A Cinema - Great For Your Local Community
A new report published today by the UK’s leading film organisations charts the rich and varied benefits of cinema on local communities across the UK.
Local cinemas play a hugely positive role in boosting the local economy, improving social cohesion and benefiting local culture. Screenings for parents with babies, weekly tea and biscuit matinees for the elderly, and films designed to appeal to many different groups are just a few examples of how cinema can reach out to all sections of society and bring people together. Local cinemas are also acclaimed for their links with schools and colleges to enhance learning opportunities.
The Impact of Local Cinema report examines how cinemas can benefit their local communities socially, culturally, environmentally and economically. It includes in-depth case studies of five independent, locally owned and operated cinemas – The Savoy, Penzance; The Curzon, Clevedon; The Lonsdale, Annan, Scotland; The Rio, Dalston, Hackney; and The Metro, Derby. It also provides a simple ’impact measurement toolkit‘ which enables venues, local authorities and development agencies to conduct similar local research.
Funded by the UK Film Council, British Film Institute (bfi), and regional screen agencies - EM Media and Film London – the report includes the following highlights.
• Cinema-goers generate money for the local economy combining trips to the cinema with visits to local bars, restaurants, bakeries, food shops and takeaways.
• Where they can, cinema managers source their supplies locally boosting small businesses in the area.
• Cinemas encourage more people into the area, particularly in the evening, with residents and other visitors feeling safer as a result.
• Cinemas provide educational activities, eg end of term screenings for local schools and Further Education colleges, film-illustrated lectures and events linked to the National Curriculum.
• Special events target underserved groups, eg The Metro in Derby holds special screenings for children with autism and hearing impairments.
• The Savoy in Penzance provides screenings for local hospital patients while the Curzon in Clevedon and the Lonsdale in Annan put on weekly tea and biscuit matinees for older people. Parents with babies in Derby and Dalston can enjoy screenings especially for them without the worry of their child disturbing others.
• Local cinemas programme films to meet the needs of their community, eg films with a local interest; specialised films including lesbian and gay films; films shown as part of Black History Month; films for the local Japanese community in Derby; and South Asian women’s group. The Rio in Dalston hosts Turkish and Kurdish film festivals.
• Regular charity screenings help raise funds for local societies.
Anthony Minghella, Chairman of the bfi, who wrote the report’s foreword said:
“Film has the power to inspire us and such a significant and popular medium should be accessible to all communities in its most potent form – the cinema. This timely report draws attention to the many benefits of local cinema provision – and the importance of providing access to this most democratic and popular cultural pursuit. Well-supported local cinema also makes less obvious contributions to small communities, providing economic benefit, confronting social exclusion and enhancing tourism. It’s clear from the report that such advantages are often forgotten; local cinema is not perhaps as celebrated as it might be. It is my real hope that this report will act as a valuable resource to those who support and champion local cinema.”
John Woodward, Chief Executive Officer of the UK Film Council said of today’s report:
“Local cinema improves the quality of life for communities across the UK. The benefits which can range from boosting the local economy to tackling social exclusion, from improving local culture to encouraging more people into the area, are often overlooked. There’s some fantastic work being done by local cinemas across the UK and this report recognises that work and the resulting benefits it brings.”
The UK Film Council has launched a number of National Lottery-funded cinema projects which aim to both expand the range of films brought to audiences across the UK and improve the opportunities for those people who currently have limited access to film. These include:
• A network of digital screens across the UK, the first 50 of which are already installed, with a further 190 scheduled to be installed between now and spring 2007;
• support for rural cinemas and film societies;
• support for films to be made available in cinemas for people with sensory impairments; and
• a capital fund for smaller cinemas to assist with refurbishment and new equipment to ensure that smaller communities continue to have access to the highest possible standards at their local cinema.

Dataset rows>
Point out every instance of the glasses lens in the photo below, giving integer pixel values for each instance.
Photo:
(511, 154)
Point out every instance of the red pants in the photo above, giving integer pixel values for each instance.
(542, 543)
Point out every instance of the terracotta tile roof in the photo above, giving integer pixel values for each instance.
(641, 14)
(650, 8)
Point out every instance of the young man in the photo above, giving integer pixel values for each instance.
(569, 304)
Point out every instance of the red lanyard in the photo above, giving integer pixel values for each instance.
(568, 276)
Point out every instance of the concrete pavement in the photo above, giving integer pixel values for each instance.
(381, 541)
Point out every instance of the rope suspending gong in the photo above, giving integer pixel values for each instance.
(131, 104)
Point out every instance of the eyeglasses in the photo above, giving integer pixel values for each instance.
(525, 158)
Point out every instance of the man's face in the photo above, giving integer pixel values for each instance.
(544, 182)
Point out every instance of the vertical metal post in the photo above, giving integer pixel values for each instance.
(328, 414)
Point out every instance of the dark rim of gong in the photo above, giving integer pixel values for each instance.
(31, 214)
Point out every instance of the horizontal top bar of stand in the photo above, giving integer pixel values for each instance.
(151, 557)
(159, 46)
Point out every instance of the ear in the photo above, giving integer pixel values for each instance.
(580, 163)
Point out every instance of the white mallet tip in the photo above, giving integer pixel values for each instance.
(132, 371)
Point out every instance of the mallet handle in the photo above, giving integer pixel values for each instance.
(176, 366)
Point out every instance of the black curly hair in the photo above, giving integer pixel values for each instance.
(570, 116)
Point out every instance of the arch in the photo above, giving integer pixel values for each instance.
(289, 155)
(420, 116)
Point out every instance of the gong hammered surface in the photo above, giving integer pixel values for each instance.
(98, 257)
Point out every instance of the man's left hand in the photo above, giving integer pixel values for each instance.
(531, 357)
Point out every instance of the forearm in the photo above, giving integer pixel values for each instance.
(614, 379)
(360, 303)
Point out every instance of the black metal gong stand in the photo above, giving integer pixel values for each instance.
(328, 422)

YOUR GOAL> In the local cinema article, which cinema hosts Turkish and Kurdish film festivals? Please give its name and location.

ANSWER TO THIS EXERCISE> The Rio in Dalston, Hackney.